(Position identification records)
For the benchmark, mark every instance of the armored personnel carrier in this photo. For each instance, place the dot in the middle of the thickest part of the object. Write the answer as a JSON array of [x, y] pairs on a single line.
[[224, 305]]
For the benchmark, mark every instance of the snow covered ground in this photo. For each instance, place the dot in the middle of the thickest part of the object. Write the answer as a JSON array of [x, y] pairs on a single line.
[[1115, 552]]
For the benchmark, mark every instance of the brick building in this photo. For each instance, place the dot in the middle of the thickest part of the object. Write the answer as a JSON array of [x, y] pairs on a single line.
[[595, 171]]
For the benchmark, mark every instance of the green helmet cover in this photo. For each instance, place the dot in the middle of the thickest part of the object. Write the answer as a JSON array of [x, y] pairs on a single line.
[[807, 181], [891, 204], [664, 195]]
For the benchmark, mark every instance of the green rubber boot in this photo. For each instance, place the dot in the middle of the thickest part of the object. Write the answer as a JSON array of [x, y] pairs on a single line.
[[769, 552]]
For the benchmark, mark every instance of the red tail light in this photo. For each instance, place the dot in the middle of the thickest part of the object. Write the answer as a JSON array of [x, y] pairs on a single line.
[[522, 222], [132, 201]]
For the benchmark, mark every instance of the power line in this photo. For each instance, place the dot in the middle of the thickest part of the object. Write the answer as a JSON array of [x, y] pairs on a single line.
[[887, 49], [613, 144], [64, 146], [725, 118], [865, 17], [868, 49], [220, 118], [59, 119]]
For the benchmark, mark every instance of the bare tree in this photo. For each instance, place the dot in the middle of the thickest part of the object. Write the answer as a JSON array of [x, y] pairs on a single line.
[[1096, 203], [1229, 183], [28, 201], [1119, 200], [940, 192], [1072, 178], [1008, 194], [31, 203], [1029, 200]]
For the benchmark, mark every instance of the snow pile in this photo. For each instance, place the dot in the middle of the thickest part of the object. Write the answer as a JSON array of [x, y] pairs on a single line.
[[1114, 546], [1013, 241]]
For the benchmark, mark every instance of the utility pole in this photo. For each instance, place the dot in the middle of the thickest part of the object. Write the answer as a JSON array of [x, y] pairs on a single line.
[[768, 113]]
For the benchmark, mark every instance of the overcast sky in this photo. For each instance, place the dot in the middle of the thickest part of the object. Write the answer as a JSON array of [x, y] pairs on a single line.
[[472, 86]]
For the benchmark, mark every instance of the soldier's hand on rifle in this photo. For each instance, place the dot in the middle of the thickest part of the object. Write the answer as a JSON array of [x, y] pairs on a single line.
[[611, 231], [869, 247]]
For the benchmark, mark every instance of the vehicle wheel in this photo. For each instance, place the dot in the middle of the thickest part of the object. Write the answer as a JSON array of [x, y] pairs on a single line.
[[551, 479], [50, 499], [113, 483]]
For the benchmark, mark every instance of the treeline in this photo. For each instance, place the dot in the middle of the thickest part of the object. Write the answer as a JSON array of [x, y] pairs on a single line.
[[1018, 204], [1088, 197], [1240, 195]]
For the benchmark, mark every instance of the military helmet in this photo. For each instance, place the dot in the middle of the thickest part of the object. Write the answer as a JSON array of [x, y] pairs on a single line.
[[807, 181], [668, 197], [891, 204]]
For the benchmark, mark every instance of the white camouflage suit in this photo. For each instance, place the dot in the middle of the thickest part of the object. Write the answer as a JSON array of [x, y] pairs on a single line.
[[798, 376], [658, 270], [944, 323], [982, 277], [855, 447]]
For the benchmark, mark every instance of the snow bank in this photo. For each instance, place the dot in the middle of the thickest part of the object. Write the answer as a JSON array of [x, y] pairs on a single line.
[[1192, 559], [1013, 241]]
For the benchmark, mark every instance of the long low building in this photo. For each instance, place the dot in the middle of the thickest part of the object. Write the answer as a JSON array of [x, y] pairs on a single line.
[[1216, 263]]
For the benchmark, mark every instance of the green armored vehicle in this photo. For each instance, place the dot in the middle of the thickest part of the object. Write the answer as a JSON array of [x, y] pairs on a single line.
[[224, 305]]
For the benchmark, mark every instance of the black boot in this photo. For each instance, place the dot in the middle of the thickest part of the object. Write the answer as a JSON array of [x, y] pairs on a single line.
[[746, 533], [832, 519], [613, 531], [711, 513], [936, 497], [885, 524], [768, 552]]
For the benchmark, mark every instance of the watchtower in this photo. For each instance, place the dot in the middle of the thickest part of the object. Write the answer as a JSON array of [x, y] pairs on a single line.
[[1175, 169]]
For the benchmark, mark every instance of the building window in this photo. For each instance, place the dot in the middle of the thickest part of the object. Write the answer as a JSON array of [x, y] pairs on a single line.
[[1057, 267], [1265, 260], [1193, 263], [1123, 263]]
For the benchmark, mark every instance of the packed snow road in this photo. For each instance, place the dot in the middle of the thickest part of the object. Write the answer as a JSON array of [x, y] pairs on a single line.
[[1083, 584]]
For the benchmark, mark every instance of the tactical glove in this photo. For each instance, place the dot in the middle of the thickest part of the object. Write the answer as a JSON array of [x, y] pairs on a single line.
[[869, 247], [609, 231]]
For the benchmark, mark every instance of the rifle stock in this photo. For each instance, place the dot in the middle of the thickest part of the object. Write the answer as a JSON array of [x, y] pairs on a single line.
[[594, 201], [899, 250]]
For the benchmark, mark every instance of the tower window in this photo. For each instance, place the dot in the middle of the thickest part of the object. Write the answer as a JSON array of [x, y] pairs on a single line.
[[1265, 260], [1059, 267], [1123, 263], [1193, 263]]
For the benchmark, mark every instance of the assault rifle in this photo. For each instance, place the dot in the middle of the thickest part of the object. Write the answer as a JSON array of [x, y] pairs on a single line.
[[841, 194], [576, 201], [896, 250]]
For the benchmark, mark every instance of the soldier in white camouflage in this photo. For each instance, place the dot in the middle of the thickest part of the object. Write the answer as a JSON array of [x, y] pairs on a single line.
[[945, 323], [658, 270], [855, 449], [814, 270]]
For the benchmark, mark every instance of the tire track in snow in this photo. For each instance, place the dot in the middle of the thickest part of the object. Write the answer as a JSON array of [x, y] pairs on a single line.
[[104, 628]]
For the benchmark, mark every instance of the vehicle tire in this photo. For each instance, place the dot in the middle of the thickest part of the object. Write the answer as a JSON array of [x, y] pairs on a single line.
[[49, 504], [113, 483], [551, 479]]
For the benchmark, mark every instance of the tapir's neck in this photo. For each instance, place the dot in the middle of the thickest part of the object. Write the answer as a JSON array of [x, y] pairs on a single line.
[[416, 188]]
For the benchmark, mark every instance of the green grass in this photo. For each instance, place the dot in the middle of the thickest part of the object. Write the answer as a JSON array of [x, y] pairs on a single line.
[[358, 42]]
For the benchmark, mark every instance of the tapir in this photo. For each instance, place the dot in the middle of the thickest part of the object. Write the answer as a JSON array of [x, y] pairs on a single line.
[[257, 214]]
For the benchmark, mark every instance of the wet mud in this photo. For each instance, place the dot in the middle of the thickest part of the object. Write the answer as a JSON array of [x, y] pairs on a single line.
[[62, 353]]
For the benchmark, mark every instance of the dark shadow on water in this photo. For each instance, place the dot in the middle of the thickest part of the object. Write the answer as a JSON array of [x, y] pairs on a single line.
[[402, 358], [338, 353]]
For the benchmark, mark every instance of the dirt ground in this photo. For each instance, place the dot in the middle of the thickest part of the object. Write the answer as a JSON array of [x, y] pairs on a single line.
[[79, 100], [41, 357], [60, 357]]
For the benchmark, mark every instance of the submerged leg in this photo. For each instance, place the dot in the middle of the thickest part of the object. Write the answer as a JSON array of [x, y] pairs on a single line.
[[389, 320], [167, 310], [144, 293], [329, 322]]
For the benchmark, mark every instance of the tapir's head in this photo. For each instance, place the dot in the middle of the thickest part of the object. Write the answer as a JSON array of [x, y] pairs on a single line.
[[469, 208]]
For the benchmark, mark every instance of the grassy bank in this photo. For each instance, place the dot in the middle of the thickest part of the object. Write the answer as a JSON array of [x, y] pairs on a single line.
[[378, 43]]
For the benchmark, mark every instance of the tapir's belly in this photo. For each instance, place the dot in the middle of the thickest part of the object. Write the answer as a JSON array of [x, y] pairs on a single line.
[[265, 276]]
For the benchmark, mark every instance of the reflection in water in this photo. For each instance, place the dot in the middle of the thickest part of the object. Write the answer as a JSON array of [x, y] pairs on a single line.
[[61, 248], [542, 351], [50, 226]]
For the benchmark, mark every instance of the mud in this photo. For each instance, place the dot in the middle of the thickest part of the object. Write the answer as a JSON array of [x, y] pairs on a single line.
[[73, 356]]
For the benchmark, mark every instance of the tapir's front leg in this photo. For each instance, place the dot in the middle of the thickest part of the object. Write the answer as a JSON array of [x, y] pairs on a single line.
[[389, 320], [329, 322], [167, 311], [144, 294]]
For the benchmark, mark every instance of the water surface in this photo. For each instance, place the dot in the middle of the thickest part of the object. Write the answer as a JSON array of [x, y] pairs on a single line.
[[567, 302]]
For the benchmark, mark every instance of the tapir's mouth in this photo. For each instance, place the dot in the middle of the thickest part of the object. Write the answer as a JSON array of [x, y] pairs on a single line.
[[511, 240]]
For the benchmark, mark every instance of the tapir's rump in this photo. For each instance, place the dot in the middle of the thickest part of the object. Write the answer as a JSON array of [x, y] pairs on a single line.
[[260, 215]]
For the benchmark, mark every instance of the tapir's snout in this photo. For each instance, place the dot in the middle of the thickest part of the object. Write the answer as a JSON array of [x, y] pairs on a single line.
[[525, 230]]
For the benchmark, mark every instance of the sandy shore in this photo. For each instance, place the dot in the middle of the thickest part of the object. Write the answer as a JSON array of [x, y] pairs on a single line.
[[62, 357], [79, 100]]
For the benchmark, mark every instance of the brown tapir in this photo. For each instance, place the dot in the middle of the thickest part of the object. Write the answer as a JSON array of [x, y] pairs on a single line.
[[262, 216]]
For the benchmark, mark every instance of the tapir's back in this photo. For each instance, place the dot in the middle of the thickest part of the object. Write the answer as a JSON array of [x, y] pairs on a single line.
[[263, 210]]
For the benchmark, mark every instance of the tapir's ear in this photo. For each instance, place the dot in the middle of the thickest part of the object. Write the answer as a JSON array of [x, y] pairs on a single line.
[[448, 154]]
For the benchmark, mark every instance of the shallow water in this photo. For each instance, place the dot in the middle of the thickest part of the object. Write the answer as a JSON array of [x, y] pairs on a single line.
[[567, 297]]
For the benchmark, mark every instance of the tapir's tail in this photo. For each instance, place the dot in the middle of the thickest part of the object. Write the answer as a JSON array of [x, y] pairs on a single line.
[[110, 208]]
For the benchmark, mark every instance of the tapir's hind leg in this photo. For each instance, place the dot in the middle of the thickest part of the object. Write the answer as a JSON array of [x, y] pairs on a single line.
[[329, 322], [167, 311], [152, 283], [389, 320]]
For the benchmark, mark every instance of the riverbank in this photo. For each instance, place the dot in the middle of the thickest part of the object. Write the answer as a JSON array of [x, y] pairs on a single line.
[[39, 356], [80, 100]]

> **Problem requirements**
Return word for word the lines above, from the line containing "For the benchmark, mark every instance of the tapir in" through the line containing "[[469, 208]]", including both of those lines.

> **Written answer**
For the benchmark, mark every instance of the tapir in this photo. For each instance, place the dot in the middle of the thickest part of the object. Write the answer as a JSON array of [x, y] pairs on a single line.
[[257, 214]]
For the benchmark, mark every instance of the wet mud in this photo. For each instance, place the dot in the middle of the thickest part of the object. Write the answer as a JSON array of [x, y] pairs on a single line.
[[62, 353]]
For the benchmark, mark every instance of the dark shadow on water in this photo. For each instance, place the dot in the middle of the thickest part of the object. Write the answer as a JSON array of [x, y] pairs on a single line.
[[402, 358], [338, 353]]
For the benchmark, mark every instance of the dirt ground in this photo. For each instance, place the dot in the middle of the thickest part of the object. Write the answer as a JSON array of [x, y] pairs on a single line.
[[79, 100], [41, 357], [60, 357]]
For the benchmark, mark every instance of the submerged leg in this photo. For each instance, place the dot in the middle of the thickest part of the object. Write the answer as a JSON array of [x, y] pairs on a single line.
[[389, 320], [167, 310], [144, 293], [329, 322]]
For the benchmark, mark every instance of the tapir's head in this photo. For each instance, place the dot in the middle of the thickest part of the object. Write the answer as a JSON array of [x, y] pairs on a single line.
[[469, 208]]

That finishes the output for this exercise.